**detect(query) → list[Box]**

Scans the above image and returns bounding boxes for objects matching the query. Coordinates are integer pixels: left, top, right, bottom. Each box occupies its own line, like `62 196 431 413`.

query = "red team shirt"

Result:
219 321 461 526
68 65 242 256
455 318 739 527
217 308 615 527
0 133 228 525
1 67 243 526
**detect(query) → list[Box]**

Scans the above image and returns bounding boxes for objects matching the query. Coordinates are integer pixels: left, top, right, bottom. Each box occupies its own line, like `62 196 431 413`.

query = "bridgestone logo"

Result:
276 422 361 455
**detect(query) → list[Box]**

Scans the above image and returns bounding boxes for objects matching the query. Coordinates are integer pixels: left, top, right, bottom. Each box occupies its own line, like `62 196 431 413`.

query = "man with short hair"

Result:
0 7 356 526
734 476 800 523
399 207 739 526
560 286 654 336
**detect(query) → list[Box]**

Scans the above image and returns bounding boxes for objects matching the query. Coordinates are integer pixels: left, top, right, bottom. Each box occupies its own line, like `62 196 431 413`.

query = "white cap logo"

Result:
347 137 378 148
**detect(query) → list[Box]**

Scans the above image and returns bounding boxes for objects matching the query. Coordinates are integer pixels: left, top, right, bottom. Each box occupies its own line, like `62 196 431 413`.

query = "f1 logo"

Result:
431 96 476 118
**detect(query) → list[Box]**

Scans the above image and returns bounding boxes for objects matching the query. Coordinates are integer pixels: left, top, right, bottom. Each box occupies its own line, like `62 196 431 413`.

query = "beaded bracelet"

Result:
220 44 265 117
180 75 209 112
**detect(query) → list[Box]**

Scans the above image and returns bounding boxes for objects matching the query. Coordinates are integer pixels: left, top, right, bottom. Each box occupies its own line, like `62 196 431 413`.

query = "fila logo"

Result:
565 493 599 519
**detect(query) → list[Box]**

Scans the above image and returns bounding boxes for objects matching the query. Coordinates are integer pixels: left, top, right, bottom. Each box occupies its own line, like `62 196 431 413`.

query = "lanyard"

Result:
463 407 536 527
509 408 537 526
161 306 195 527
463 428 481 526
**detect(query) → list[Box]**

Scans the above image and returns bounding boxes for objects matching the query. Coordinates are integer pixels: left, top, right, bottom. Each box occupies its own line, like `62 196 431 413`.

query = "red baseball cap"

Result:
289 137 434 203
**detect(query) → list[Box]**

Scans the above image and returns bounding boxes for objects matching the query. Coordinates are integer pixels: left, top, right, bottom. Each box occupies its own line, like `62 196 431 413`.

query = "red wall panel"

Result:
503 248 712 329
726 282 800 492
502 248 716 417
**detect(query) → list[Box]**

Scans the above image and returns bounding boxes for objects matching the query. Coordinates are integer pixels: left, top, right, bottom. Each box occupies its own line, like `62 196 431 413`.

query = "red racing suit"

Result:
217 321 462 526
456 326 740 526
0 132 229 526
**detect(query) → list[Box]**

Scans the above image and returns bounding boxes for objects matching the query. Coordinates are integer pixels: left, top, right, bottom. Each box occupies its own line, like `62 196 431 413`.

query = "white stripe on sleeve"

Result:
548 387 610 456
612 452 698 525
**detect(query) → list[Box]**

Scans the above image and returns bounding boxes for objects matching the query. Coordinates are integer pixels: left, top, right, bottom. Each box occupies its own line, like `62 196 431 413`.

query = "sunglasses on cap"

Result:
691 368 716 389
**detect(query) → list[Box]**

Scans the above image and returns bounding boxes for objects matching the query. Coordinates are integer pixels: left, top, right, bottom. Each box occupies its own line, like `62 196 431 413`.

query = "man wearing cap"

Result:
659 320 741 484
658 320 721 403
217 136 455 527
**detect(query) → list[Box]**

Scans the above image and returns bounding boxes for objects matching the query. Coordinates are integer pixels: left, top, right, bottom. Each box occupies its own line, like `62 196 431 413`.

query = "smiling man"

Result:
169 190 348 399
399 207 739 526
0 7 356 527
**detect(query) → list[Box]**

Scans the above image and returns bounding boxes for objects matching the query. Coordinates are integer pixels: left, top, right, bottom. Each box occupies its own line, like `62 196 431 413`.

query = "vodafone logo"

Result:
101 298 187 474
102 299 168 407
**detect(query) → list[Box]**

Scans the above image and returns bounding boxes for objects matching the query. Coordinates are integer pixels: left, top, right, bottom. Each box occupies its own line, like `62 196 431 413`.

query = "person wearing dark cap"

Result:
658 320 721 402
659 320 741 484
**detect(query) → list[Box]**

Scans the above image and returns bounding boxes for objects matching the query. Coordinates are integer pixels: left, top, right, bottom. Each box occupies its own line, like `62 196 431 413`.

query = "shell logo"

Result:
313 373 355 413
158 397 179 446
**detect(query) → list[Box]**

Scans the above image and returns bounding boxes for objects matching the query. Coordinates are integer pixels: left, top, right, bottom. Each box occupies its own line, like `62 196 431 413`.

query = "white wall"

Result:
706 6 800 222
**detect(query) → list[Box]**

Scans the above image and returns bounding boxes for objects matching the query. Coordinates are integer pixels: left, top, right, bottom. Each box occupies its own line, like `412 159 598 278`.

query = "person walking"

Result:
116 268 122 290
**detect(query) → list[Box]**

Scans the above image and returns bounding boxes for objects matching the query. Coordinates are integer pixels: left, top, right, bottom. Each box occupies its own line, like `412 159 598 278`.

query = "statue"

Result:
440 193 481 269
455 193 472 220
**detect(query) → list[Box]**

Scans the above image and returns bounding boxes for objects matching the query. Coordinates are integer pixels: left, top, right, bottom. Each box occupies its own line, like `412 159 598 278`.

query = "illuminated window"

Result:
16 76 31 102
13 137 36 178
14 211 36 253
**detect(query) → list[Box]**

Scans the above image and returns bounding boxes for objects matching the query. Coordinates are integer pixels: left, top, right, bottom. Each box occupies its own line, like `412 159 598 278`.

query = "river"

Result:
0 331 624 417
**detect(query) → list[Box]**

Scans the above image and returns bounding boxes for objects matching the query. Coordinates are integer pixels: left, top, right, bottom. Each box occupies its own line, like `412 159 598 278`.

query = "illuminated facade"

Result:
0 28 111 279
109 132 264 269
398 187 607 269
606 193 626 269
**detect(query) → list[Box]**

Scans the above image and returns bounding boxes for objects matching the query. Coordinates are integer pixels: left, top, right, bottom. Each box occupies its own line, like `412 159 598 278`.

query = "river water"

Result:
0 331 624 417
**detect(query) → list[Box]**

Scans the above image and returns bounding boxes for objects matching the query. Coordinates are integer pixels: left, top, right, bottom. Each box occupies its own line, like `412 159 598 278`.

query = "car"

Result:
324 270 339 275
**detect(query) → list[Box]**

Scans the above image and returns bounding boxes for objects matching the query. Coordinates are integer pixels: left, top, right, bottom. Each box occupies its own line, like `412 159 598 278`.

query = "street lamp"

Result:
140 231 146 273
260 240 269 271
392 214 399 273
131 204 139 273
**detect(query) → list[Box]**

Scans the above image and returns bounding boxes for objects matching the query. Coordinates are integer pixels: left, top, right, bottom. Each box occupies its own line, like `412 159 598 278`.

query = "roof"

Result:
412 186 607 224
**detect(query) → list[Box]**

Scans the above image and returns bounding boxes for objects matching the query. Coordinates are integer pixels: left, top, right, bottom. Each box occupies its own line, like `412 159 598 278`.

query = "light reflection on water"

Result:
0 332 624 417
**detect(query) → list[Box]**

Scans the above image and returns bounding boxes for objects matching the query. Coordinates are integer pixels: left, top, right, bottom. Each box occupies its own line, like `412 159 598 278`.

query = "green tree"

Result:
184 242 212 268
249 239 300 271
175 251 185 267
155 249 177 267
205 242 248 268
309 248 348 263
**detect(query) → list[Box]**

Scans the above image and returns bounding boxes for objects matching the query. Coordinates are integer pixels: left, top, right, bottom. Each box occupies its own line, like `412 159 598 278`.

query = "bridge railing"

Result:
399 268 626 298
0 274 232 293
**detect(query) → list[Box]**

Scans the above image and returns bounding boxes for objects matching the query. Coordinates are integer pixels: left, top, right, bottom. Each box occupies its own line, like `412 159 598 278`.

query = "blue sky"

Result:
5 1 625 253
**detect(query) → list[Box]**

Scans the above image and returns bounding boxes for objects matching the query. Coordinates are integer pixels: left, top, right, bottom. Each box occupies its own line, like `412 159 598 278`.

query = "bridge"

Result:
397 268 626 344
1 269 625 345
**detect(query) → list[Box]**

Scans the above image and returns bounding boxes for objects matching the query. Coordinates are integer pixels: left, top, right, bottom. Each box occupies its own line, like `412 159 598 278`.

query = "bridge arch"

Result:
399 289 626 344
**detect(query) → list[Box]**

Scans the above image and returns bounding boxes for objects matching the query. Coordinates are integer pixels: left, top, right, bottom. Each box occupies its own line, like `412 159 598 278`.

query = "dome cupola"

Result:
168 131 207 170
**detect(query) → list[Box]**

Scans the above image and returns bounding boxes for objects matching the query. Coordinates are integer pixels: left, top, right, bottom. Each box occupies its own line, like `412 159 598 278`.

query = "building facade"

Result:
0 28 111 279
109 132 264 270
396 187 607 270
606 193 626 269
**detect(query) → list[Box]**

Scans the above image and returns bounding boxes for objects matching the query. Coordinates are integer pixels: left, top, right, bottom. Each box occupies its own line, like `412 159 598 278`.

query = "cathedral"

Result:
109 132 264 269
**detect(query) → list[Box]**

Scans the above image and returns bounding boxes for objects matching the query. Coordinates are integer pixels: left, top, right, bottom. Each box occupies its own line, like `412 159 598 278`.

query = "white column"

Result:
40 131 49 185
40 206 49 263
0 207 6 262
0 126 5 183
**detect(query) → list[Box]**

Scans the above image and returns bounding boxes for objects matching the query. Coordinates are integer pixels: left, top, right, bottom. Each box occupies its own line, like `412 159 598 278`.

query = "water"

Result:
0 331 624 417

# How to complete this task:
Go through the listing above line by line and state how many lines include the string "person". Write only the number.

# Answer to this task:
2